TASK PROMPT: Write the data out again, exactly as given.

* Begin INPUT FOR THIS TASK *

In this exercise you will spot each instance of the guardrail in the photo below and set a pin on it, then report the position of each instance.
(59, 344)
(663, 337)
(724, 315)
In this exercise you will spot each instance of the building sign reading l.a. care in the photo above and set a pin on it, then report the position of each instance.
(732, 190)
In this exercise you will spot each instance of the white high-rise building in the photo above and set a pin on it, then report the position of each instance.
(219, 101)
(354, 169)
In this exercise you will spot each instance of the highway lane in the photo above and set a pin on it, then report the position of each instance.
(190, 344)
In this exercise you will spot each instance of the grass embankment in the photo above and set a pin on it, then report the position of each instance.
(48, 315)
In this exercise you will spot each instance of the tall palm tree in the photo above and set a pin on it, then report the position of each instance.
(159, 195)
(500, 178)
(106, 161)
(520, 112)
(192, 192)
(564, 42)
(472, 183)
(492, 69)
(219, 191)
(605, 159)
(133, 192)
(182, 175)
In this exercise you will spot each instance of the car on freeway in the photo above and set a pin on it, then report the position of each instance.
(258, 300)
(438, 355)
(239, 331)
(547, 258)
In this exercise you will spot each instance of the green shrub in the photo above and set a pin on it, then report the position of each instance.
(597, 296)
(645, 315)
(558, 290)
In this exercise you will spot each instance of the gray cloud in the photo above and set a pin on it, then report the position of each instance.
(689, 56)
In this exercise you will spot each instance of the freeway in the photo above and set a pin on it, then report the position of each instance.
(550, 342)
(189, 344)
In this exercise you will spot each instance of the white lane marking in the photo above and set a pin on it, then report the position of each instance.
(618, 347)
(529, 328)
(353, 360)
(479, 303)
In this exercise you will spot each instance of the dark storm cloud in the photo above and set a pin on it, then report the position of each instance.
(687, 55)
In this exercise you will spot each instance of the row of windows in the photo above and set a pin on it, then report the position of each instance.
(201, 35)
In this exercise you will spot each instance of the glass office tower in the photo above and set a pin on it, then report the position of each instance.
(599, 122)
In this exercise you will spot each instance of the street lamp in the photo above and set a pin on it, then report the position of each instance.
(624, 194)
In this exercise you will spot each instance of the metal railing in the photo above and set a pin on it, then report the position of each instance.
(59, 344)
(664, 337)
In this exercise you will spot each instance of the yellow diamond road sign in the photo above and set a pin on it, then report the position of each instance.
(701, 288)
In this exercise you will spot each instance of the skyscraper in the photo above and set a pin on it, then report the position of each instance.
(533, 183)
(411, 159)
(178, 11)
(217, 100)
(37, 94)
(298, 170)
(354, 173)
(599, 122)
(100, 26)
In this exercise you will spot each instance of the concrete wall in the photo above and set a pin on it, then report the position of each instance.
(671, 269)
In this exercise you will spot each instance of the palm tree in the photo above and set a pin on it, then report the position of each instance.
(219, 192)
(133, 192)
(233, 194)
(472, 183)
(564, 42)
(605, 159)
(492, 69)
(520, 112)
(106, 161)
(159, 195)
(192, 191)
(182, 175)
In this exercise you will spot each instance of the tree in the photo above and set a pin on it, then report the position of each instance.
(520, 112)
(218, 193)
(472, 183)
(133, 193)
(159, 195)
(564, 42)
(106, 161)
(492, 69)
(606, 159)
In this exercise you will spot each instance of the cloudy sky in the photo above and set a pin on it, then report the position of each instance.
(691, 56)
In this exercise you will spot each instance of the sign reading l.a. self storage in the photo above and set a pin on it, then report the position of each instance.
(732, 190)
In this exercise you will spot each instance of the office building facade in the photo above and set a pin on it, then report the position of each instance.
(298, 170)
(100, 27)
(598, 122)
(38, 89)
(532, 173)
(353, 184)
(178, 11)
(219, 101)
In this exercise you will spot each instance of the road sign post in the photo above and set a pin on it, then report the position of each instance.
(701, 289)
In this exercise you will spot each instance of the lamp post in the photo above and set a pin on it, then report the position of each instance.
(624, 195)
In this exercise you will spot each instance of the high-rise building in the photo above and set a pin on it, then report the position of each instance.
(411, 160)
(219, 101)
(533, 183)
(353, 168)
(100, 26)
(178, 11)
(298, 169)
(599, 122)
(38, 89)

* End INPUT FOR THIS TASK *

SOLUTION TO THIS PROBLEM:
In this exercise you will spot each instance of the guardrail in the photo below and set a pin on it, then report the position of each instance.
(59, 344)
(663, 337)
(724, 315)
In this exercise you will spot each instance of the building sign reading l.a. care in the photo above and set a pin on it, then report the position of each instance.
(732, 190)
In this exercise you will spot each instance of the white high-rise building in the photo above and set a pin on it, then report the position of each instance.
(219, 101)
(354, 169)
In this exercise you will spot each instance of the highway lane in the photo above and set a pin on it, then report the position of each instance.
(190, 344)
In this exercise you will spot each instance of the grass embankment in the photo above and set a pin on it, then report the position of each instance.
(48, 315)
In this exercise you will spot each instance of the tall palm tree in the photo above and set a pin on it, then report the position of each instance.
(159, 195)
(500, 178)
(106, 161)
(520, 112)
(192, 192)
(564, 42)
(472, 183)
(492, 69)
(219, 191)
(605, 159)
(133, 192)
(182, 175)
In this exercise you will spot each instance of the car on freeway in the photo above and set a pin on it, then report the position of each instance.
(258, 300)
(438, 355)
(239, 331)
(547, 258)
In this exercise you will spot each instance of the green shrub in the photo above and set a pin on it, then report the position of each instance.
(597, 296)
(645, 315)
(558, 290)
In this exercise you will spot each instance of the gray cloud in the photo above and set a pin on it, then report the position of each instance.
(689, 56)
In this exercise you will spot each instance of the freeway in the photo above and set a pin on it, then report the position of each instance.
(550, 342)
(189, 344)
In this exercise you will spot each instance of the white lane marking in the photo above and set a pin on it, then report the position of each instance.
(618, 347)
(529, 328)
(353, 360)
(479, 303)
In this exercise you will spot each instance of the dark storm cloud in the photo above and set a pin on it, then report the position of each instance.
(687, 55)
In this exercise you will spot each instance of the row of windows in the photo above and set a pin on it, then report the position of each instance.
(201, 35)
In this exercise you will spot each instance of the glass office tower in the photo above and set a pin on it, then report the position of each instance.
(599, 122)
In this exercise you will spot each instance of the street lamp in the photo above and set a pin on it, then report the position of each instance.
(624, 194)
In this exercise you will spot each instance of the metal railing in the photo above and set a pin on it, then report the position of each instance.
(59, 344)
(664, 337)
In this exercise you will spot each instance of the yellow diamond road sign in the photo above and set a pin on it, then report the position of each instance.
(701, 288)
In this exercise you will spot each instance of the skyscraper in the photo above and set a pin on it, then report the position of each instance.
(533, 183)
(411, 159)
(178, 11)
(217, 100)
(37, 94)
(298, 170)
(354, 173)
(599, 122)
(100, 26)
In this exercise you will spot each instance of the concrete wall in the photo above and set a pin on it, then report the position of each instance.
(671, 269)
In this exercise you will spot each instance of the palm tree in the photo above and set a pin on it, then report the position of each instance.
(219, 192)
(133, 192)
(233, 194)
(472, 183)
(564, 42)
(605, 159)
(492, 69)
(520, 112)
(106, 161)
(159, 195)
(192, 191)
(182, 175)
In this exercise you will spot each instance of the tree in the photo above and set a pin on it, then report the position of each instance.
(520, 112)
(218, 193)
(472, 183)
(133, 193)
(159, 195)
(564, 42)
(106, 161)
(492, 69)
(606, 159)
In this exercise you will spot each instance of the cloudy sky in the photo above and set a pin on it, then report the position of each instance.
(691, 56)
In this exercise you will spot each instance of the sign reading l.a. self storage in the photo above and set a pin on it, then report the position of each instance.
(732, 190)
In this exercise you will spot each instance of the office building facade in the photo above and set a pin on it, then report the position of each instance.
(298, 170)
(100, 27)
(598, 122)
(38, 89)
(532, 173)
(353, 184)
(178, 11)
(219, 101)
In this exercise you will spot each instance of the road sign post in the photo above and set a pin on it, then report the position of each instance.
(701, 289)
In this exercise you will spot each instance of the lamp post in the photo above and set a pin on it, then report the position of each instance.
(624, 195)
In this exercise you will spot each instance of the high-rise building in the photo above and set a pin on it, then report the position of each instance.
(411, 160)
(219, 101)
(533, 183)
(353, 168)
(100, 26)
(178, 11)
(298, 169)
(599, 122)
(38, 89)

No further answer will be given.